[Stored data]
►

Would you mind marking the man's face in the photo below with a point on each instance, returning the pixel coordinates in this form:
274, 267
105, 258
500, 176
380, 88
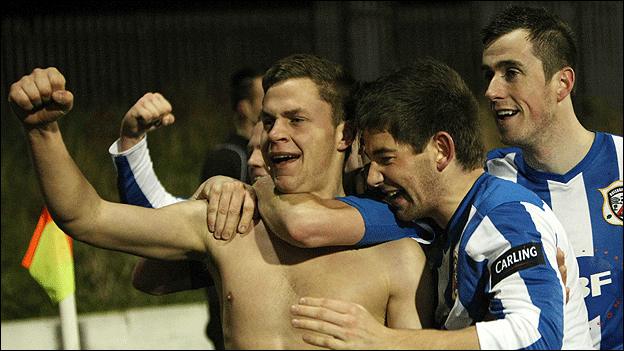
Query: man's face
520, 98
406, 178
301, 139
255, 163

◄
►

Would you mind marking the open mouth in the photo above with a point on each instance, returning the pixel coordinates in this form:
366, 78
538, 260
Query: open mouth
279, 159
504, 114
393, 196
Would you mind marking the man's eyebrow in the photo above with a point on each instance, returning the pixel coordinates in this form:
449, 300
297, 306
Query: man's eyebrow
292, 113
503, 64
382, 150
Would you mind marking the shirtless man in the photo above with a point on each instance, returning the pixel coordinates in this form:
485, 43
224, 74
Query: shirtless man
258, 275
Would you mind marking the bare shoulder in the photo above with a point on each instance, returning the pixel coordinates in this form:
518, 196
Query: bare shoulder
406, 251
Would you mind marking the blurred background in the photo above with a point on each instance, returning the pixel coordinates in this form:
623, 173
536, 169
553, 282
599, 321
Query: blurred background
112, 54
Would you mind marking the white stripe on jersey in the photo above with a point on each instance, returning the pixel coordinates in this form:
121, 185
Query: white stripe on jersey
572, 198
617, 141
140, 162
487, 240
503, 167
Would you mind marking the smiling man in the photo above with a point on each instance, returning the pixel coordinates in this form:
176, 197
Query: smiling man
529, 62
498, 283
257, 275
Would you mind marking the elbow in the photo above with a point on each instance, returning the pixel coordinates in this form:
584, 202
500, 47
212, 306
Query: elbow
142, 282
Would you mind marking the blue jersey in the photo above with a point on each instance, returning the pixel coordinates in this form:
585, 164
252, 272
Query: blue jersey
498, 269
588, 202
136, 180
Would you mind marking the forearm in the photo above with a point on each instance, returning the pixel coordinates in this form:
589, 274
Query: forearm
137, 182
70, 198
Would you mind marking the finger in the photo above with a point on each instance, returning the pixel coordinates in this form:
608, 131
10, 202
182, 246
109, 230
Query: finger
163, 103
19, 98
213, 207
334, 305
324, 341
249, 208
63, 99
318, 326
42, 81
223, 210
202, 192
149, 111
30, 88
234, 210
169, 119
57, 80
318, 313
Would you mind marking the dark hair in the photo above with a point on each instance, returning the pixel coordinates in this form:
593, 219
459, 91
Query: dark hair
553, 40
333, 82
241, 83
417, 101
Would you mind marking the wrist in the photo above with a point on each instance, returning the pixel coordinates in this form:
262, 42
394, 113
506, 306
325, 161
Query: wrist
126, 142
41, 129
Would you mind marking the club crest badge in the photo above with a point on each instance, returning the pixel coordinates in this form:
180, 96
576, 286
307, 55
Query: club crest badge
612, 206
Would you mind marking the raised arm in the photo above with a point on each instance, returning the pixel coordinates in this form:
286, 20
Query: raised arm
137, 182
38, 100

◄

_Written instruction:_ Report how many lines of the records contain the string "shirtless". Give only the number.

_Solution for this task:_ 2